* [Source text]:
···
A special shout-out must go to the show's two scene-stealers: Brady Kastner as the flamboyant, charismatic Banjo, who captured the audience's hearts despite only entering into the plot towards the end, and Joana Lima Alves Montenegro, whose delightfully creepy body language as Harriet Stanley brought the house down every time.
But no other performer came close to reaching the level attained by Conor Farah as Whiteside. The radio personality was a difficult man, crotchety and often hard to put up with, yet as he was the protagonist and on-stage for almost all of the show, the audience needed to genuinely like him. It would be a challenging role for any professional actor, and Farah, a high school senior, did a masterful job, striking the perfect balance between the overbearing, infuriating meddler and the charming, lovable rogue.
Even when most furious at him for messing with Maggie's happiness, the audience still roots for her to forgive him in the end. Farah's pitch-perfect sardonic tone made his every insult hysterical, and his moments of genuine kindness all the more moving.
···
(Pointing and labeling rows)
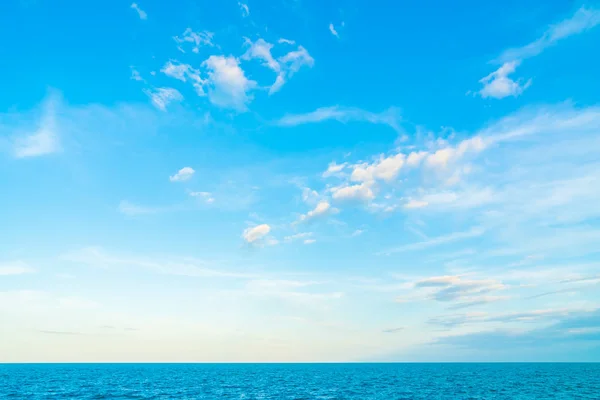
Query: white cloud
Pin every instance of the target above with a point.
(298, 236)
(498, 84)
(135, 75)
(441, 158)
(412, 203)
(452, 237)
(386, 168)
(360, 192)
(182, 266)
(333, 31)
(323, 208)
(286, 41)
(333, 169)
(244, 8)
(583, 20)
(142, 14)
(285, 66)
(253, 234)
(261, 50)
(289, 65)
(163, 96)
(128, 208)
(310, 196)
(198, 39)
(183, 72)
(45, 139)
(207, 197)
(15, 268)
(177, 71)
(183, 174)
(388, 117)
(228, 85)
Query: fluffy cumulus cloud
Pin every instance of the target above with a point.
(285, 66)
(196, 39)
(228, 86)
(206, 197)
(323, 208)
(498, 84)
(183, 174)
(244, 9)
(256, 233)
(261, 50)
(333, 169)
(333, 31)
(361, 192)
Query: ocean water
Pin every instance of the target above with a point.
(300, 381)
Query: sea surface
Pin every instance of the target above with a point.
(300, 381)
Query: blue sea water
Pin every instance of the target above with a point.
(300, 381)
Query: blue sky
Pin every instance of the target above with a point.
(296, 181)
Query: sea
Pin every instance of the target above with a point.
(301, 381)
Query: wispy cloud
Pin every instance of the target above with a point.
(45, 139)
(197, 39)
(141, 13)
(97, 257)
(228, 85)
(244, 8)
(285, 66)
(436, 241)
(333, 31)
(131, 209)
(498, 84)
(390, 117)
(322, 209)
(581, 21)
(162, 97)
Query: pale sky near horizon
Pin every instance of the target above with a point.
(297, 180)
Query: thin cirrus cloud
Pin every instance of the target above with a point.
(581, 21)
(198, 39)
(390, 117)
(163, 96)
(436, 241)
(322, 209)
(285, 66)
(333, 31)
(499, 85)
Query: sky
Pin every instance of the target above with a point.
(299, 181)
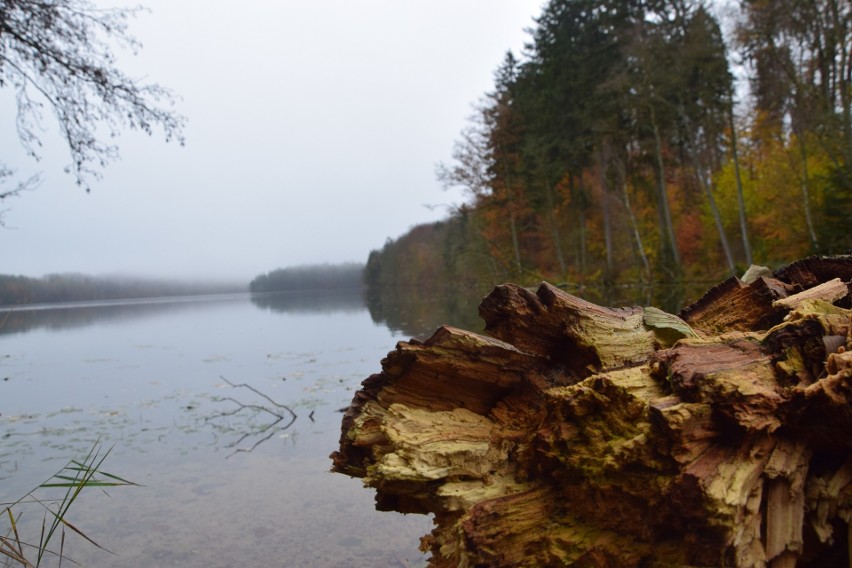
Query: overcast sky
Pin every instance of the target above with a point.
(314, 130)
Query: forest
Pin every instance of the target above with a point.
(648, 141)
(314, 277)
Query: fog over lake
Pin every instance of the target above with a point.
(151, 379)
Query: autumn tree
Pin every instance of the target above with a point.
(58, 55)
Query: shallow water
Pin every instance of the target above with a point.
(221, 485)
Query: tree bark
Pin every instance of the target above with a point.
(581, 435)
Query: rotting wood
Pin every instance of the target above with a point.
(590, 436)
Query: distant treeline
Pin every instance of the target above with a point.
(310, 277)
(623, 147)
(16, 290)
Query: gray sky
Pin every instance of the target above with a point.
(314, 130)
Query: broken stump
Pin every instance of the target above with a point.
(574, 434)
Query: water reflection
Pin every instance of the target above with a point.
(70, 315)
(320, 301)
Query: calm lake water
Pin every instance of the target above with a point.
(150, 380)
(221, 484)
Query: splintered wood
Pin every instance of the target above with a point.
(581, 435)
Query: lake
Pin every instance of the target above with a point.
(181, 389)
(221, 484)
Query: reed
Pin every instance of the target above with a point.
(20, 550)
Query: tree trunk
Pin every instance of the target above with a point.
(582, 435)
(668, 227)
(735, 155)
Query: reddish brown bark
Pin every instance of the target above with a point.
(589, 436)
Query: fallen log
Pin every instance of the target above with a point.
(574, 434)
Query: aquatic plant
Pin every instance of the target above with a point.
(19, 550)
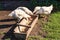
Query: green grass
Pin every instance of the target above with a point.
(52, 27)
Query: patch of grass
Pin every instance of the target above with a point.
(52, 27)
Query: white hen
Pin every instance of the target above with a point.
(43, 10)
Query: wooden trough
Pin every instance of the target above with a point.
(25, 35)
(5, 20)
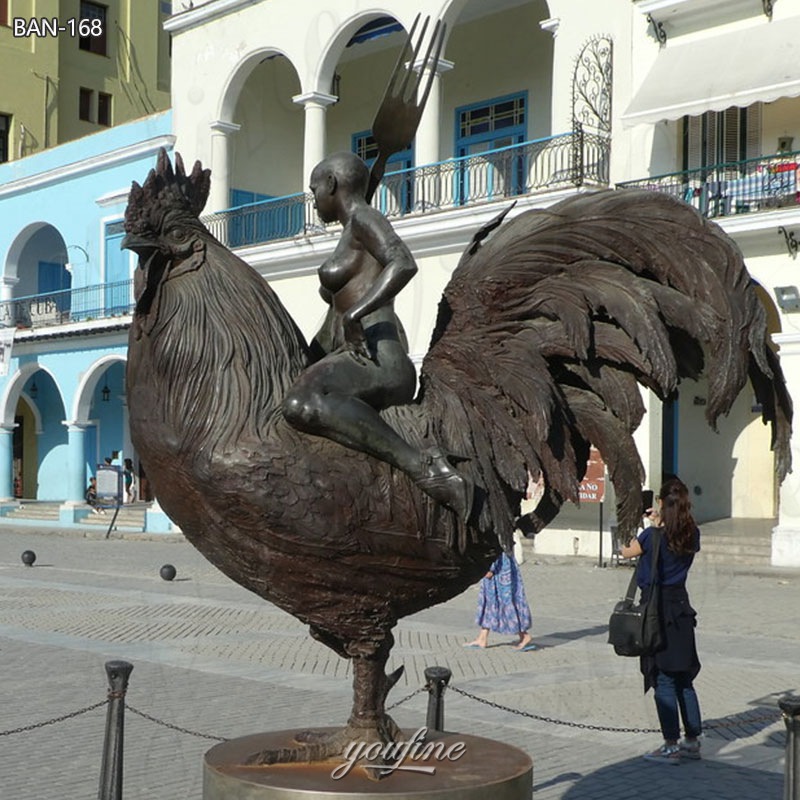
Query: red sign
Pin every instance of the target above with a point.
(593, 485)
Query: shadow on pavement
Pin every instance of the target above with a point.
(692, 780)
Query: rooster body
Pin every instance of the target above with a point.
(541, 337)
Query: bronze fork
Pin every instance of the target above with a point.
···
* [Written problem 1]:
For each statement below about the review of the show, say yes or no depending on whether the review agrees, and quote the deciding words from it: (a) Banjo enters the plot only towards the end, (b) Conor Farah is a professional actor, (c) Brady Kastner plays Harriet Stanley.
* [Written problem 2]:
Write out the passage of the review of the show starting at "But no other" and ending at "charming, lovable rogue.", swapping "radio personality" for "talk show host".
* [Written problem 3]:
Pick up the review of the show where it stops and write the next few sentences.

* [Written reply 1]:
(a) Yes: "despite only entering into the plot towards the end"
(b) No: "Farah, a high school senior"
(c) No: "Joana Lima Alves Montenegro, whose delightfully creepy body language as Harriet Stanley"

* [Written reply 2]:
But no other performer came close to reaching the level attained by Conor Farah as Whiteside. The talk show host was a difficult man, crotchety and often hard to put up with, yet as he was the protagonist and on-stage for almost all of the show, the audience needed to genuinely like him. It would be a challenging role for any professional actor, and Farah, a high school senior, did a masterful job, striking the perfect balance between the overbearing, infuriating meddler and the charming, lovable rogue.

* [Written reply 3]:
That is the greatest of Langley's achievements: keeping the audience on the edge of their seats and swept up in the story both at the most hilarious moments of the play, such as the numerous times the hapless Dr. Bradley (Nick Kristensen) attempted to get Whiteside to look at his manuscript and at the most heart-wrenching ones, such as when Maggie despairingly asked Whiteside: "I love him so terribly. Why did you do it, Sherry? Why did you do it?"
It's no wonder that during the curtain call, "The Man Who Came to Dinner"'s cast and crew received an uproarious standing ovation.